→ **Problem**
Could you write the next part of the thread about the OCR highlighting bug, continuing after its last post?

→ **Page text**
________

Answer 3 · 2021-03-15T20:19:14.000Z

Thank you, that helps a lot :-)
It's likely a bug in the way implicit whitespace is handled when dealing with MiniOCR, will provide a fix tomorrow!

Answer 4 · 2021-03-15T21:34:10.000Z

@jbaiter Great! so quick, I'm available to check the fix in our production deployment! Thanks.

Answer 5 · 2021-03-15T22:29:52.000Z

@jbaiter thanks so much. You are just awesome 🥇

Answer 6 · 2021-03-16T09:17:59.000Z

So I just built a testcase with the provided page, and for some reason I can't seem to reproduce the problem. For example, here's the snippet I get for the query "consulting data of the digitized items":

<lst>
          <str name="text">repository, in a virtualized and redundant infrastructure, it also take care of the design, development and management of the web portal (front-end) for the presentation, research and &lt;em&gt;consulting data of the digitalized items&lt;/em&gt; (lyrics, lyrics text, interviews, books, poems). KEY WORDS: open-source, islandora, repository, digital archive, cultural heritage JEL CODES: Z11</str>
          <float name="score">1490.7888</float>
          <arr name="pages">
            <lst>
              <str name="id">sequence_3</str>
              <int name="width">2479</int>
              <int name="height">3509</int>
            </lst>
          </arr>
          <arr name="regions">
            <lst>
              <float name="ulx">0.119</float>
              <float name="uly">0.613</float>
              <float name="lrx">0.88</float>
              <float name="lry">0.754</float>
              <str name="text">repository, in a virtualized and redundant infrastructure, it also take care of the design, development and management of the web portal (front-end) for the presentation, research and &lt;em&gt;consulting data of the digitalized items&lt;/em&gt; (lyrics, lyrics text, interviews, books, poems). KEY WORDS: open-source, islandora, repository, digital archive, cultural heritage JEL CODES: Z11</str>
              <int name="pageIdx">0</int>
            </lst>
          </arr>
          <arr name="highlights">
            <arr>
              <lst>
                <int name="ulx">0</int>
                <float name="uly">0.2269</float>
                <float name="lrx">0.4099</float>
                <float name="lry">0.3191</float>
                <str name="text">consulting data of the digitalized items</str>
                <int name="parentRegionIdx">0</int>
              </lst>
            </arr>
          </arr>
        </lst>

This tells me that the whitespace-handling from the OCR parser is correct for this file, since we find a match for the phrase.

Can you show how your index analysis pipeline is configured? I'm suspecting that this is probably related to how the tokenizer is configured.

I just noticed that the same schema works with 0.5.0, so this is really something that is in the plugin. Can you please provide a sample page for which you are certain that the problem is happening? E.g. a page where one of the terms/term sequences from your screenshot is occurring.

________

→ **Dataset excerpts**
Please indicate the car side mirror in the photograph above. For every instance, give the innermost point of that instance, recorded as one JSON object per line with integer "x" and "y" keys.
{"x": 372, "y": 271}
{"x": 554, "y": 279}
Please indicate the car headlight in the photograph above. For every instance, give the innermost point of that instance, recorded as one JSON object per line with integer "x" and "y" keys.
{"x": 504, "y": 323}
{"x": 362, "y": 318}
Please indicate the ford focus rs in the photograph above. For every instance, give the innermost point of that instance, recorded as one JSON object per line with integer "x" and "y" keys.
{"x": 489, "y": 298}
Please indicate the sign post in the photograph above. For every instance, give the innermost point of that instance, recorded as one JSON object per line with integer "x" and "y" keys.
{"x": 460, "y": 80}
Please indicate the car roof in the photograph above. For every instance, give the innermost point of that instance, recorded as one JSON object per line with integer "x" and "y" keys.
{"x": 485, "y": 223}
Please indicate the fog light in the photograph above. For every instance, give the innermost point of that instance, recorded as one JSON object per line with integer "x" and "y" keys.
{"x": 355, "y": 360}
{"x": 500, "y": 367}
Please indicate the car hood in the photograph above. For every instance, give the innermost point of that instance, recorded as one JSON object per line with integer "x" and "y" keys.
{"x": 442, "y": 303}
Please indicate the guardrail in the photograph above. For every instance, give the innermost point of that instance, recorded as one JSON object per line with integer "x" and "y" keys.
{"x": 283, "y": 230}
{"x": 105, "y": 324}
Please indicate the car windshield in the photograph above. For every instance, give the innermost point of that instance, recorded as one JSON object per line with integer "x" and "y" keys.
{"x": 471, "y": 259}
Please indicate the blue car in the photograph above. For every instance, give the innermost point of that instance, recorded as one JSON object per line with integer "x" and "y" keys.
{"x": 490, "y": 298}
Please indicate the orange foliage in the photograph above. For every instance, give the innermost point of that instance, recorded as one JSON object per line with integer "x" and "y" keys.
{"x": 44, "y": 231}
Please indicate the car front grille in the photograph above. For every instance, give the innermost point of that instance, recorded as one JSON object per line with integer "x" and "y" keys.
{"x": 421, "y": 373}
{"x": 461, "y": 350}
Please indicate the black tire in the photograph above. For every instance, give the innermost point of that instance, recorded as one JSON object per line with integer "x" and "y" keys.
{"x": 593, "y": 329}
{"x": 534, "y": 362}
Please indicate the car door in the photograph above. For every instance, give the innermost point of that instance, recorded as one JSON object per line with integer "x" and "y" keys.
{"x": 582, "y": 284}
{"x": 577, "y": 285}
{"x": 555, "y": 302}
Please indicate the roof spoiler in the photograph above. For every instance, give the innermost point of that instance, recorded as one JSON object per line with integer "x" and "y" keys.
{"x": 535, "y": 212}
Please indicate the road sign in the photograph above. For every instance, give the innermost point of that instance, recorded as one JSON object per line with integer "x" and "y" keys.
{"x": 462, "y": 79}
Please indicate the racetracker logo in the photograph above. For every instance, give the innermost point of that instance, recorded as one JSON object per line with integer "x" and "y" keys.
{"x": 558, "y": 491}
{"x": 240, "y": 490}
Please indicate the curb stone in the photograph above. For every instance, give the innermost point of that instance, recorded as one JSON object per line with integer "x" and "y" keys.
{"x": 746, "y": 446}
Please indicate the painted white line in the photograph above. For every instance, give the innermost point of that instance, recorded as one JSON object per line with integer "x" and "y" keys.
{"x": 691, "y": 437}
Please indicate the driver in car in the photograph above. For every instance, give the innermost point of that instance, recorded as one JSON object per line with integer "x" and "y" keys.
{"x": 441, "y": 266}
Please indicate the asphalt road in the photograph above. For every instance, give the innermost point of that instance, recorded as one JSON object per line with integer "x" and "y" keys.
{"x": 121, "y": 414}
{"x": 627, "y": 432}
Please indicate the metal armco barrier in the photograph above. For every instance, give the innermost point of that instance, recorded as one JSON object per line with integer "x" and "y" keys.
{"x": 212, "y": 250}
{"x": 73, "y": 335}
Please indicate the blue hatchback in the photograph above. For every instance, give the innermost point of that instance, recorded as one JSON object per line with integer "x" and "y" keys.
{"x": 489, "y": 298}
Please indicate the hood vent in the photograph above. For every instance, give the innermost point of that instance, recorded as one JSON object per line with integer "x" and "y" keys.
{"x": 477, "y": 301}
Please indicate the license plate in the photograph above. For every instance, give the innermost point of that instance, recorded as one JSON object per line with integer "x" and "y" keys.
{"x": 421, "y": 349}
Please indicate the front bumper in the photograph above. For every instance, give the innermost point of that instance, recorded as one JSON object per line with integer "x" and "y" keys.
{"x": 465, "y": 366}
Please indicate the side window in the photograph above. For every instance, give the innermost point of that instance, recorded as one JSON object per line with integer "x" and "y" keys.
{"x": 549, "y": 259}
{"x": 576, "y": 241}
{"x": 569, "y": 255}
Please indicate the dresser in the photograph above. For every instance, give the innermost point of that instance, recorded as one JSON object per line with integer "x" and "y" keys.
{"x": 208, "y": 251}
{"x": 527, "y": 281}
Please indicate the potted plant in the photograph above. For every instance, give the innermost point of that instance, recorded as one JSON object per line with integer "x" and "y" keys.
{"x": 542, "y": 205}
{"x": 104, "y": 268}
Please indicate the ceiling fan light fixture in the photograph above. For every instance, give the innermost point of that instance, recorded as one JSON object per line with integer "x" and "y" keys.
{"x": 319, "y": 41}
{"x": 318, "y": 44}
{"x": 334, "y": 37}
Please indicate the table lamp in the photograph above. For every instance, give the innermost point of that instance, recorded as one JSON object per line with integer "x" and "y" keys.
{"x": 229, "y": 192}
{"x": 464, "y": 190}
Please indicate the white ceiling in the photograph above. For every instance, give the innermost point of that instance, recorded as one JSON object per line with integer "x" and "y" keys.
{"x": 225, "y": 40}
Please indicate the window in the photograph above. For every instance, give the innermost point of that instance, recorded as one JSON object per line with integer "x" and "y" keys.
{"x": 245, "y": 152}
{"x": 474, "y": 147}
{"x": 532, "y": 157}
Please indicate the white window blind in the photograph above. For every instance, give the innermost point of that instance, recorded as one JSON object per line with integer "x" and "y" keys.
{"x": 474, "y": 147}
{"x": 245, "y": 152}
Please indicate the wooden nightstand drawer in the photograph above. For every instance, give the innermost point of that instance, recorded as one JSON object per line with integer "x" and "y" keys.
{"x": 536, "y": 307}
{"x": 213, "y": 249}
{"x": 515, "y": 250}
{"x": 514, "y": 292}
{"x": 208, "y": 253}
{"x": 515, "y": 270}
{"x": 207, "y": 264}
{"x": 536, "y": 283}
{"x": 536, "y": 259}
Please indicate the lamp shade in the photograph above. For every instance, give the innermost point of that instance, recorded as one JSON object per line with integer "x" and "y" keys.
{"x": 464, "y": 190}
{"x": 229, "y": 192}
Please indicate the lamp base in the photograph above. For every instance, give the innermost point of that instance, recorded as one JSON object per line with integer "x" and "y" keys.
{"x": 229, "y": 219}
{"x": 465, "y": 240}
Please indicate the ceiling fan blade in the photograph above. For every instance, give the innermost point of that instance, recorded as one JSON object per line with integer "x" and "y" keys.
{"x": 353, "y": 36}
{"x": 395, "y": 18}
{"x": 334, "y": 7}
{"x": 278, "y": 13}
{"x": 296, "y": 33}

________

→ **Answer for the task**
P.S.: If you're using MiniOCR to save on index space, you're leaving a few bytes on the table by not stripping the extraneous whitespace :-) The only whitespace that is needed is the one between the individual words, everything else is ignored anyway and takes up precious space. In your case, "minifying" the file would result in saving ~20% of the file size (7.1KiB vs 5.8KiB uncompressed). The practical impact is likely to be a lot smaller, though, since Lucene compresses segments with LZ4, but it's maybe something you might want to benchmark if space is of consideration for you.

Answer 7 · 2021-03-16T09:54:47.000Z

@jbaiter thanks a lot, attached the page exactly as indexed in the screenshot above. Is this what you need?
I will check the whole chain from page to miniOcr and report here, also @DiegoPino can add more details about this. Thanks !!
pg_0003.pdf

Answer 8 · 2021-03-16T10:25:30.000Z

@jbaiter When pdf searchable:

we use djvu2hocr to convert single page to hocr
as djvu2hocr output uses ocrx_line while tesseract uses ocr_line we replace ocrx-line with ocr_line
finally calling this function to convert to miniOCR: https://github.com/esmero/strawberry_runners/blob/9e6fc38e0f4c48e6a84bef5214b519f776b877b6/src/Plugin/StrawberryRunnersPostProcessor/OcrPostProcessor.php#L434

Thanks again

Answer 9 · 2021-03-16T10:29:52.000Z

Sorry, I had a slight misunderstanding, I just noticed that the rapportotecnico comes from the MiniOCR you posted, sorry!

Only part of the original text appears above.